• AUFGABE:
Nenne alle Substantive aus der Quelle, die auf „-ung“ oder „-ungen“ enden, jeweils in der Form, in der sie dort stehen.

• QUELLE:
========================================================================
Vielen Branchen mangelt es an Nachwuchs. Eine Möglichkeit, diesem Engpass entgegenzuwirken, ist, im Stammpersonal noch nicht entdeckte Begabungen zu finden. Diese Potenziale gilt es dann mit Weiterbildungen zu fördern. Ein anderer Weg kann sein, Quereinsteiger für den öffentlichen Dienst zu gewinnen.
Eine kommunale Verwaltung ist ein facettenreiches Gebilde mit den unterschiedlichsten Aufgabenfeldern. Um diese optimal bearbeiten zu können, ist der Rückgriff auf gutes Personal unerlässlich. Wenn man jedoch genauer hinschaut, geht es eigentlich um die Frage: Wie erlangen Mitarbeiter gute Kompetenzen? Häufig wird in der Praxis kein Unterschied zwischen Qualifikation und Kompetenz gemacht. Das kann fatale Auswirkungen in der Arbeitsqualität haben.
========================================================================
• VORLIEGENDE EINTRÄGE:
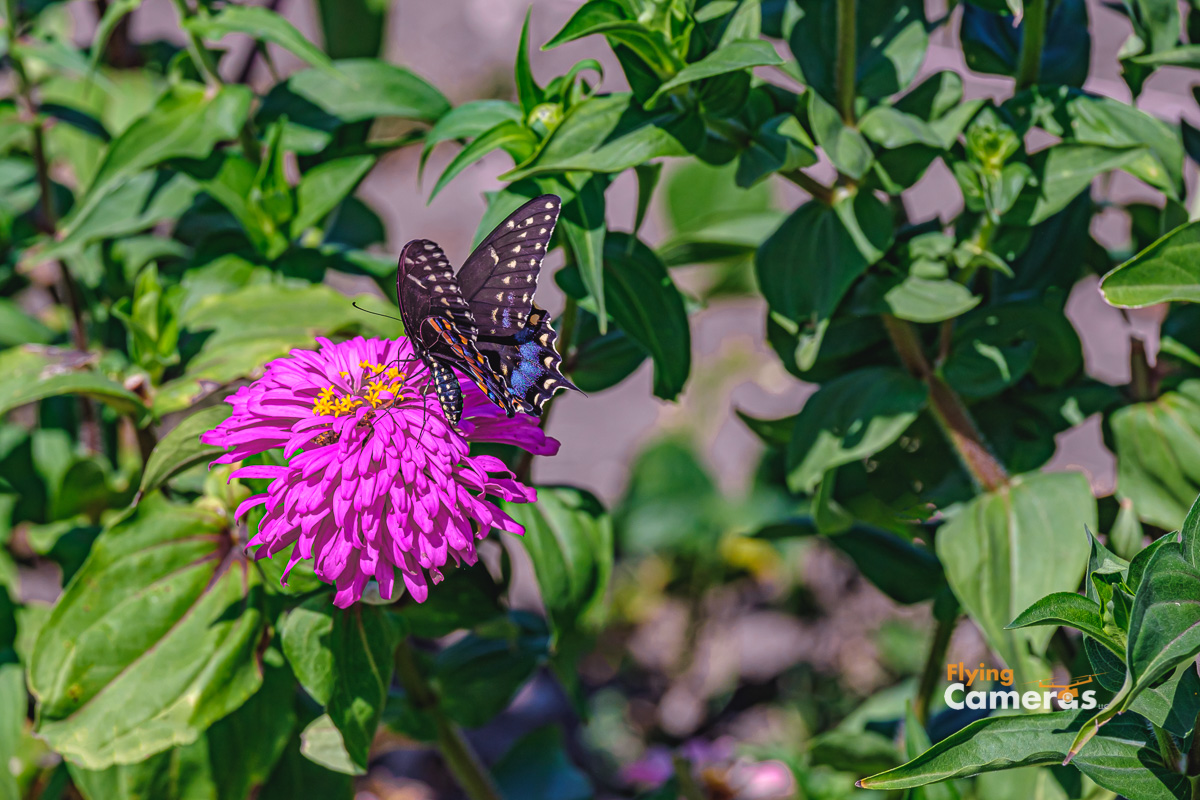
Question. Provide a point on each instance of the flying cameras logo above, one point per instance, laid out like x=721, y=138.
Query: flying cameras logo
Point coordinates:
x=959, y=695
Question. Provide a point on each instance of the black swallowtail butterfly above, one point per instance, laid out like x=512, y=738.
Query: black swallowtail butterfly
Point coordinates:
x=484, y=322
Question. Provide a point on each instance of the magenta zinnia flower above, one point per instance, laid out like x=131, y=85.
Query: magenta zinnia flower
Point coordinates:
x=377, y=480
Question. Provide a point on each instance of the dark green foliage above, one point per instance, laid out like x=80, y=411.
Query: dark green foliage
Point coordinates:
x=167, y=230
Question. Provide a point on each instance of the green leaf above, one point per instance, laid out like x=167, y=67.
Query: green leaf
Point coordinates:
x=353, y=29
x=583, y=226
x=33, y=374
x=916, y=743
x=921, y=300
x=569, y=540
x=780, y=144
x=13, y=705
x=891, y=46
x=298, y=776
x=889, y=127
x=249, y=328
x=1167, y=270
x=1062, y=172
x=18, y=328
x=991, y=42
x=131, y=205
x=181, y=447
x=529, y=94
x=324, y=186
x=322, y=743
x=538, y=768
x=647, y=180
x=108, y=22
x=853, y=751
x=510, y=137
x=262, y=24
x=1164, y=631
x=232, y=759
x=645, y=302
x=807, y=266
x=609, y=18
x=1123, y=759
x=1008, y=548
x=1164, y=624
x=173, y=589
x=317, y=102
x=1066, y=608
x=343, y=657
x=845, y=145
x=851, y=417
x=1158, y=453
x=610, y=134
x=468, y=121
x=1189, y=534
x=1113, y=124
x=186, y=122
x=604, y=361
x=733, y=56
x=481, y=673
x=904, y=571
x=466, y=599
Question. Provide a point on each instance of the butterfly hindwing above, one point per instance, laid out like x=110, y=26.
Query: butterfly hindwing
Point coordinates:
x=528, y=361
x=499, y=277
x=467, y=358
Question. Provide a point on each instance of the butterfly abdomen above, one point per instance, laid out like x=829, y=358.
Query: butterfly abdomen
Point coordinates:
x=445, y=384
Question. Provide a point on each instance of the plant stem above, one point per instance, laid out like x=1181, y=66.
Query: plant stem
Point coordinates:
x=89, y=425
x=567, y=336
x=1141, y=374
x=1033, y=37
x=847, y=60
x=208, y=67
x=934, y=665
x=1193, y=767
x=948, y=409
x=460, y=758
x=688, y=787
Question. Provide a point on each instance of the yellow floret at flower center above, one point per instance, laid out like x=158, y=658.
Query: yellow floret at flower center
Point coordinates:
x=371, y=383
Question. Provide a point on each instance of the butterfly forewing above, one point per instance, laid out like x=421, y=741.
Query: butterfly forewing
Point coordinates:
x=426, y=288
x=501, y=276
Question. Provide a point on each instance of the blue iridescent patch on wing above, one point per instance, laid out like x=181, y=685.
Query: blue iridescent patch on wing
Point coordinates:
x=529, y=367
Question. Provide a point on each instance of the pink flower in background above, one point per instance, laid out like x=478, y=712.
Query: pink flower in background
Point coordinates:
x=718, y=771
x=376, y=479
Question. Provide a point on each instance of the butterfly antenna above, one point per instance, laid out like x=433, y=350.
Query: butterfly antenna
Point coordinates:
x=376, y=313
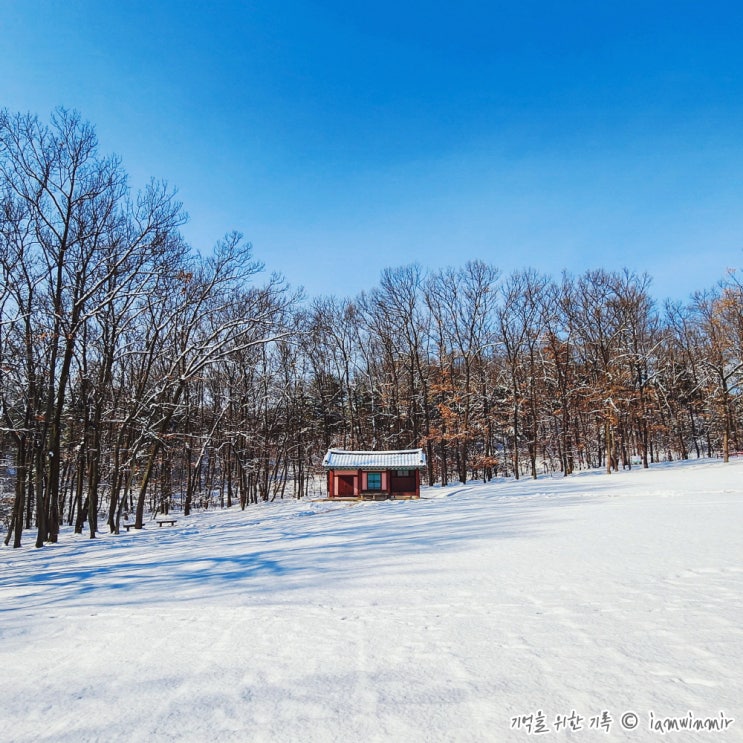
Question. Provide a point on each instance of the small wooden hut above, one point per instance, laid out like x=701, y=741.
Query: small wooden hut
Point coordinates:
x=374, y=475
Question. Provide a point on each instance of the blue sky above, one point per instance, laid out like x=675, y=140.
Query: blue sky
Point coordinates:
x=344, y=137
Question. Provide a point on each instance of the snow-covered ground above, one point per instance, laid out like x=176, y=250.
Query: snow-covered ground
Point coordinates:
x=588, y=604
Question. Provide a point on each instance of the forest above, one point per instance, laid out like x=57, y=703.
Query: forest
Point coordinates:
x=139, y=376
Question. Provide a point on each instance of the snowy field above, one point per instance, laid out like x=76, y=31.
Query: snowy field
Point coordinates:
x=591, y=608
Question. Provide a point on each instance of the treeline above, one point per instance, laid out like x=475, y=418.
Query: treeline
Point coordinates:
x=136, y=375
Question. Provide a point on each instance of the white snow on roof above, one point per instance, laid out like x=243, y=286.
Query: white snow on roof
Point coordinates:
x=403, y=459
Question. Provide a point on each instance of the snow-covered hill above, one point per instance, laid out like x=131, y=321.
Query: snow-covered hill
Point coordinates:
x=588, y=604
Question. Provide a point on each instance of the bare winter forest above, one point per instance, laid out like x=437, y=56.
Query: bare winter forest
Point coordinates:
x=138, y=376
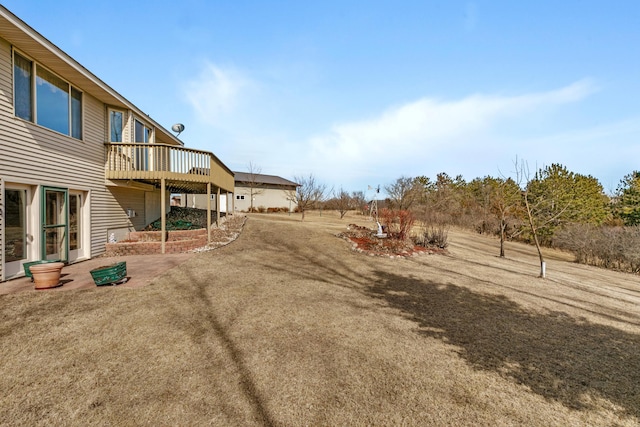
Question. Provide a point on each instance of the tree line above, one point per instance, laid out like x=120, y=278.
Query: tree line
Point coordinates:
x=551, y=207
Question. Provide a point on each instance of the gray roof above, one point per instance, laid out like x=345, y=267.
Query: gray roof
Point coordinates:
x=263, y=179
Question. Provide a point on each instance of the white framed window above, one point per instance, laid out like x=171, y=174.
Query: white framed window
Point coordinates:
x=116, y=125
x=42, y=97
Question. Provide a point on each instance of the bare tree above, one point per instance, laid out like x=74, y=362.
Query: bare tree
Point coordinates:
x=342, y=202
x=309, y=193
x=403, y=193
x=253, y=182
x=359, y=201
========================================================================
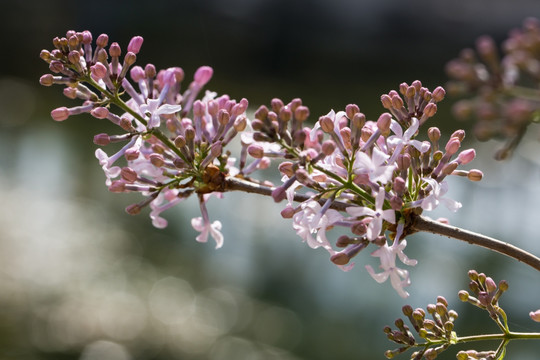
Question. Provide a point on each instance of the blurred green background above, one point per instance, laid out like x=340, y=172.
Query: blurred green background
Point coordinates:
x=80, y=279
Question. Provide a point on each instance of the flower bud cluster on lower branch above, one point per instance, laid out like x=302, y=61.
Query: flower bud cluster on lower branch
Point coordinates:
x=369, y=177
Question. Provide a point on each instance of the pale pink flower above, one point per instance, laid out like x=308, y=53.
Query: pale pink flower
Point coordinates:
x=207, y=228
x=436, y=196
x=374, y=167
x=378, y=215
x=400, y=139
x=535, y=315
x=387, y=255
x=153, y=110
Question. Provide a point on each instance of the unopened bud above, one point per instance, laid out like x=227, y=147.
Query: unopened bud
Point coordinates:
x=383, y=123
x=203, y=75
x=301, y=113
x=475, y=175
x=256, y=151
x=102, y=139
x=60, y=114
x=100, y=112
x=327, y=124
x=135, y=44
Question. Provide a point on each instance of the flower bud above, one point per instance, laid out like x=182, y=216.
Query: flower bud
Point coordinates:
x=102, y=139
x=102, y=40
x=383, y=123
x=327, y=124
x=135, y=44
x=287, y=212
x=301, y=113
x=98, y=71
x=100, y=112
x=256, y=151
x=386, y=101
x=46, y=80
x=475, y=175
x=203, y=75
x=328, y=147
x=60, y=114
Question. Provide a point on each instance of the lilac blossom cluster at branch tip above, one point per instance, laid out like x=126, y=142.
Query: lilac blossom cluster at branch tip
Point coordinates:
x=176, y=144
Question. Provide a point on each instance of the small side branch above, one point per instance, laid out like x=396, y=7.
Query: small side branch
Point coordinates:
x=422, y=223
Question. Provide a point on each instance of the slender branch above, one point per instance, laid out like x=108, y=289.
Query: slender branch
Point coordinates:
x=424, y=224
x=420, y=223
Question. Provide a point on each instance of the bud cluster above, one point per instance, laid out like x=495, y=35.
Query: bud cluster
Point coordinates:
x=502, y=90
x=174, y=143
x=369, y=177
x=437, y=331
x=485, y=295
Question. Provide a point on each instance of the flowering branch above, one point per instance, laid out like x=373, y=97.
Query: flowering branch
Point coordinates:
========================================================================
• ERGEBNIS:
Begabungen, Weiterbildungen, Verwaltung, Auswirkungen